» **EXERCISE DATA**:
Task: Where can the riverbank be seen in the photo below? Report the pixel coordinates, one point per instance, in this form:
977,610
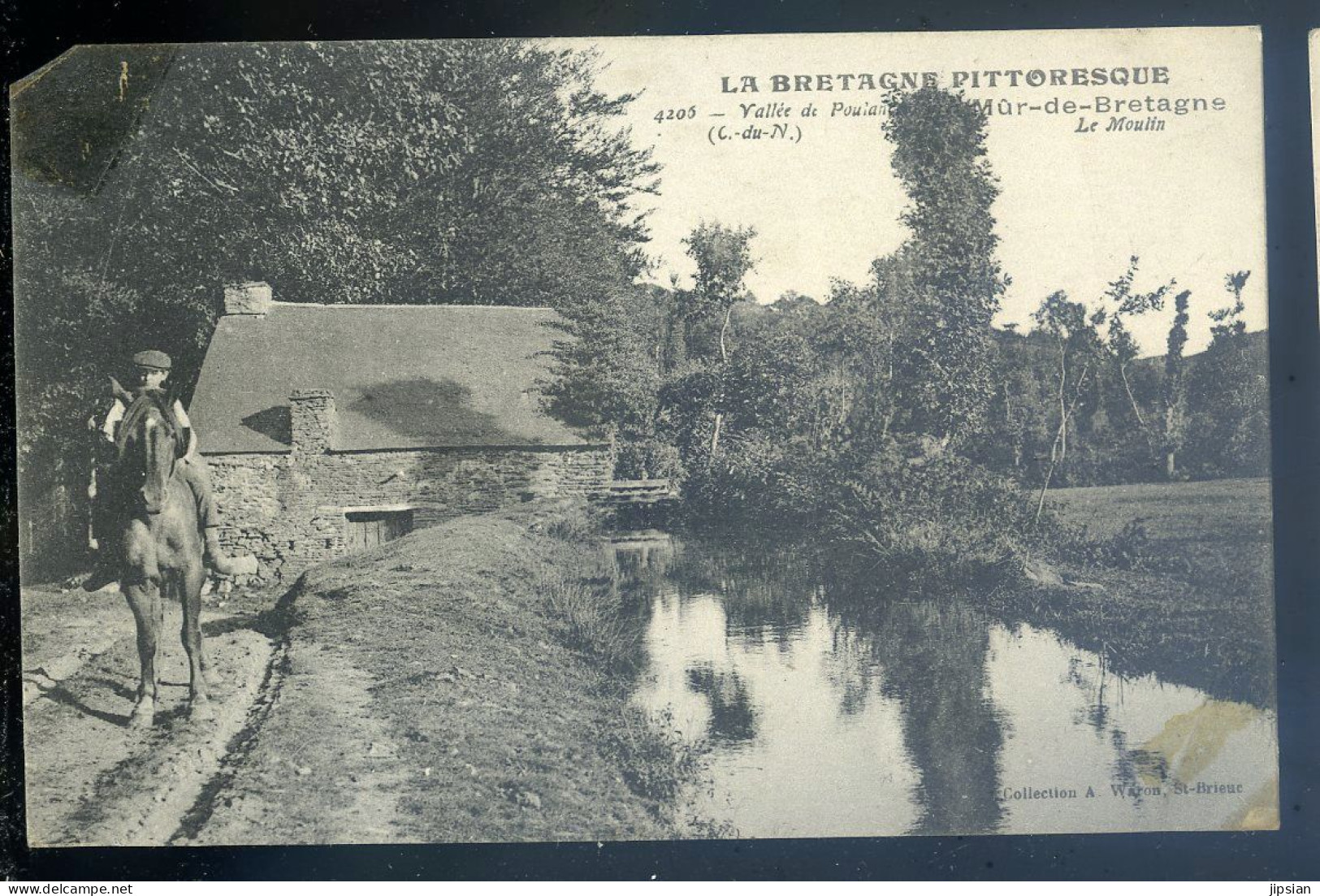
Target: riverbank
1192,600
465,682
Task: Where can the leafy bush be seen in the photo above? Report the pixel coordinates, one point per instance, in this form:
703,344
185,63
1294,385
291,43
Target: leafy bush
1129,548
935,515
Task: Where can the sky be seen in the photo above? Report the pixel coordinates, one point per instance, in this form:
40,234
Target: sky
1188,200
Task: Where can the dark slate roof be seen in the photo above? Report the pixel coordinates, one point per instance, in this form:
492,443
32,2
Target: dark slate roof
403,376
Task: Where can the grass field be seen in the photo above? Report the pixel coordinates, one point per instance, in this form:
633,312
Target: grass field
1197,604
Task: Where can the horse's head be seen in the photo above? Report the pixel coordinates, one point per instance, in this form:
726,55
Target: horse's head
149,444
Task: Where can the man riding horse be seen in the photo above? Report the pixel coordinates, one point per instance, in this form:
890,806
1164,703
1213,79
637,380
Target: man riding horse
109,509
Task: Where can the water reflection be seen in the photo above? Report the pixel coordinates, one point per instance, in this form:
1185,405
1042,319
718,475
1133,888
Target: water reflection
927,716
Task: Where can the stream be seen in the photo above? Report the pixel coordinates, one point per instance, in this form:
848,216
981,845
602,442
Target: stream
922,716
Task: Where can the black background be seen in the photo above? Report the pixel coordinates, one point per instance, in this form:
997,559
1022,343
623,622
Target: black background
33,32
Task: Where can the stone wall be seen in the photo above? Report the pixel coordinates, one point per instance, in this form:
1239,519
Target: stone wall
288,509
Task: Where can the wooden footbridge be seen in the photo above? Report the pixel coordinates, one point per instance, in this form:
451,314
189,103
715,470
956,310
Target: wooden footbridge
638,492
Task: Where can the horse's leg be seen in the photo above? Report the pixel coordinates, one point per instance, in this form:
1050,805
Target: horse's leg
144,599
190,597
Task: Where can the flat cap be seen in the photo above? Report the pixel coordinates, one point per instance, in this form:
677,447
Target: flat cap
152,358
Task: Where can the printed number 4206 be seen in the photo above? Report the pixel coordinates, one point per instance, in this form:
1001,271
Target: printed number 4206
676,115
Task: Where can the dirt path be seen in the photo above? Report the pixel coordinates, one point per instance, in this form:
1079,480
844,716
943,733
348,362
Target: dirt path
420,692
93,780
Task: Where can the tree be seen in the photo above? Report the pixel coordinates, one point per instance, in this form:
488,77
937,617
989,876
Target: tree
1175,384
956,281
1076,344
724,259
1127,304
1228,395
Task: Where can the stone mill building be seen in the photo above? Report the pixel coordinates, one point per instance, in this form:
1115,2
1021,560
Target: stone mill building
334,428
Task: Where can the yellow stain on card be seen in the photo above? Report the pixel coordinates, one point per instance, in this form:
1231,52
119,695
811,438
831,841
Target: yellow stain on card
1191,742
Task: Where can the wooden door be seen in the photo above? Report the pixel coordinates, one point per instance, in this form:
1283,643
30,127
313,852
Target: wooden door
371,528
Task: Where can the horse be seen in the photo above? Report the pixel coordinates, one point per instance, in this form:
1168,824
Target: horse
160,544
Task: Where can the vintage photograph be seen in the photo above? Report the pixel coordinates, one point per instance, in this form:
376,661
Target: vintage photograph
644,439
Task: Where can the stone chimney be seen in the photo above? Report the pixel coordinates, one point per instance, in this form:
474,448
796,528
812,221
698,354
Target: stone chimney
247,298
313,422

» **EXERCISE DETAILS**: Using the listing above, copy exactly the line that contains "Target: stream", the line that contains "Task: Where can the tree", and each line that falls between them.

» **TASK RESULT**:
Target: stream
922,716
Task: Where can the black background be seen in the photo above? Report the pixel coordinates, one point per instance, in this form:
997,559
1022,343
623,622
Target: black background
33,32
Task: Where can the stone wall be seen in the photo above? Report the pixel coordinates, one point per instance, in this form:
1239,519
Target: stone wall
288,509
Task: Where can the wooden footbridge be seen in the photo above? Report the pixel coordinates, one point per instance, in this form:
451,314
189,103
715,470
956,310
Target: wooden footbridge
638,492
Task: Where can the horse's leg be seen in the photo above? Report the pixel coordinates, one point per instance, in this form:
1050,805
Target: horse's leg
144,599
190,597
Task: Where can the flat cap be seen in the photo above? Report the pixel coordinates, one point per instance, in this form:
677,447
Target: flat cap
152,358
Task: Where can the printed number 4206 be seen in the photo above? Report the pixel coordinates, one point per instance, in this form:
1001,271
Target: printed number 4206
676,115
Task: Where can the dirt path be seen in the photo above? Report the pixel coordinates, one point per instance, in this form:
1079,480
844,716
943,733
348,362
Target: dirt path
420,692
93,780
Task: Where can the tree be seen in the photo above? Report the pixel coordinates, one point per instance, in this form:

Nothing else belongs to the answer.